Cassini, the NASA spacecraft whose breakthrough discoveries about Saturn and its many moons revolutionized the search for life beyond Earth, disintegrated Friday morning in the skies above the ringed planet. It was one month shy of its 20th anniversary in space.

The explorer’s death was swift and deliberate. Traveling at 76,000 mph, it hurtled into the planet’s atmosphere shortly after 3:30 a.m. Pacific time and stopped communicating with Earth one minute later, according to NASA’s carefully choreographed plan. Within three more minutes, Cassini’s 12 scientific instruments were torn apart. Then they melted. Then they vaporized.

An investigator to the end, the spacecraft transmitted scientific data about Saturn’s atmosphere and the planet’s interior structure ​​​​​​throughout its final descent.

Cassini’s last signal to Earth was received at the Jet Propulsion Laboratory in La Cañada Flintridge shortly before 5 a.m. “We left the world informed, but still wondering,” Earl Maize, program manager for the mission at JPL, said before Cassini’s fateful descent. “I couldn’t ask for more.”

Though Cassini became one of NASA’s most successful exploratory projects, it almost didn’t happen. On at least two occasions, NASA officials came close to pulling the plug over concerns about its budget, which rose to about $2.5 billion before launch and totaled $3.9 billion over the entire mission.

In 1991 and again in 1994, an international outcry spearheaded by ESA officials who had already sunk large amounts of time and money into Huygens saved the mission from the chopping block. (Cassini’s planned twin, known as Comet Rendezvous and Asteroid Flyby, was canceled in 1992.)

_RECORDS SHOWN_
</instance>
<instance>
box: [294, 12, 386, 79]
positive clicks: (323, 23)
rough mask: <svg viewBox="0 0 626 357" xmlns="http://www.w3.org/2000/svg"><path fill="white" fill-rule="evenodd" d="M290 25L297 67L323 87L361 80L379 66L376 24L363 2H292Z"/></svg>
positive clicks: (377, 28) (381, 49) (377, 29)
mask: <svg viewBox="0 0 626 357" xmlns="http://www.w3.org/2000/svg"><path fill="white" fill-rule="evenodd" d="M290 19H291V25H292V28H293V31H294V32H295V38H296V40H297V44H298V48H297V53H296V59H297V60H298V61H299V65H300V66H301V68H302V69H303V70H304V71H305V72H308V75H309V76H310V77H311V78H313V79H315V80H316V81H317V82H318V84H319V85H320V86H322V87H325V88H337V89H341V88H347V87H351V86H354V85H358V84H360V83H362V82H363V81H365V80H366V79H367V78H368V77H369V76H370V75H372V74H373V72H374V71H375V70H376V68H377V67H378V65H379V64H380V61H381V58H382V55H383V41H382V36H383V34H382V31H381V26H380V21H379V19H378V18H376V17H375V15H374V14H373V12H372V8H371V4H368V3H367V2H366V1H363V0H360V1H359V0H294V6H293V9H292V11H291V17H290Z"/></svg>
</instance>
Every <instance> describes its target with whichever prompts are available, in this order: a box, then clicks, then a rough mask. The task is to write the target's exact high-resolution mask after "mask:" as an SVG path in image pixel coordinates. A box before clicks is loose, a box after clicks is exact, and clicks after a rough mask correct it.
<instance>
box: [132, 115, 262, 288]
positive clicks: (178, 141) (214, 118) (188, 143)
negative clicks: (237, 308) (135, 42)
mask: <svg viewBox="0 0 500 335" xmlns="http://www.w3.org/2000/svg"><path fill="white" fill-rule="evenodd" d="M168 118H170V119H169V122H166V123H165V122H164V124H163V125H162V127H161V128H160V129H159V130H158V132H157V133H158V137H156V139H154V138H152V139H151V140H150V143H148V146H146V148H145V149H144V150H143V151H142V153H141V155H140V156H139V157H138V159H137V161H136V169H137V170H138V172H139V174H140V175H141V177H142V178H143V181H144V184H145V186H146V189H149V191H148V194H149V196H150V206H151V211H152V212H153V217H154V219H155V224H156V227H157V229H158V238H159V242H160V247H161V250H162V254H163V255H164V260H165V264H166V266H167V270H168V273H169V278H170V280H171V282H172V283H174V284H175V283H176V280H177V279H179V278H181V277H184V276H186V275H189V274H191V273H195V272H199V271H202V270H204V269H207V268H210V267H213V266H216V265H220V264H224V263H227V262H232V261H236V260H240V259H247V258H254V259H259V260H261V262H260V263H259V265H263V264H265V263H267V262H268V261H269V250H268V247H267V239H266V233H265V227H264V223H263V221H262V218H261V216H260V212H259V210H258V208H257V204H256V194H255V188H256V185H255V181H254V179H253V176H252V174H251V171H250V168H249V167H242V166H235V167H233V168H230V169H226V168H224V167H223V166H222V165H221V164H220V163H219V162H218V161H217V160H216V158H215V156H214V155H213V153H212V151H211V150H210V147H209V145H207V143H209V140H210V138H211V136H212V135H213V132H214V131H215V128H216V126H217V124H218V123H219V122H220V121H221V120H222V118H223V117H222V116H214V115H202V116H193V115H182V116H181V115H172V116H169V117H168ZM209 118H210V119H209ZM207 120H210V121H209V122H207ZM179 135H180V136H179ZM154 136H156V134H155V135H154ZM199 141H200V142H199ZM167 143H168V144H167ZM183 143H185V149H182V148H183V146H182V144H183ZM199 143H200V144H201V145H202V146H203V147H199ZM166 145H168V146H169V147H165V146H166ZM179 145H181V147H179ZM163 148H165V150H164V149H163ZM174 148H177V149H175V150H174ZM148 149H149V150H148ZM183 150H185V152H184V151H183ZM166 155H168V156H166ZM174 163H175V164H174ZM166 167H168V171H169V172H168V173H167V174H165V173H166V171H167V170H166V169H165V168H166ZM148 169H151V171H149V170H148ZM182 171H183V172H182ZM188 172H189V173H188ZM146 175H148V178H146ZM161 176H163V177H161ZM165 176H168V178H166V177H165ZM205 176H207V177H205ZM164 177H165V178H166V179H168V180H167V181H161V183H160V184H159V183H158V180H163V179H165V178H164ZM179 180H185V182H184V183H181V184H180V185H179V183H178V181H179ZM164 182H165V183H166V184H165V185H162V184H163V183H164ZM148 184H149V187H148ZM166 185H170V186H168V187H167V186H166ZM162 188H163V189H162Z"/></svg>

_WHAT IS NEEDED_
Write out the part of the Cassini article from "Cassini, the NASA" to "Then they vaporized.".

_FINISHED EXERCISE_
Cassini, the NASA spacecraft whose breakthrough discoveries about Saturn and its many moons revolutionized the search for life beyond Earth, disintegrated Friday morning in the skies above the ringed planet. It was one month shy of its 20th anniversary in space.

The explorer’s death was swift and deliberate. Traveling at 76,000 mph, it hurtled into the planet’s atmosphere shortly after 3:30 a.m. Pacific time and stopped communicating with Earth one minute later, according to NASA’s carefully choreographed plan. Within three more minutes, Cassini’s 12 scientific instruments were torn apart. Then they melted. Then they vaporized.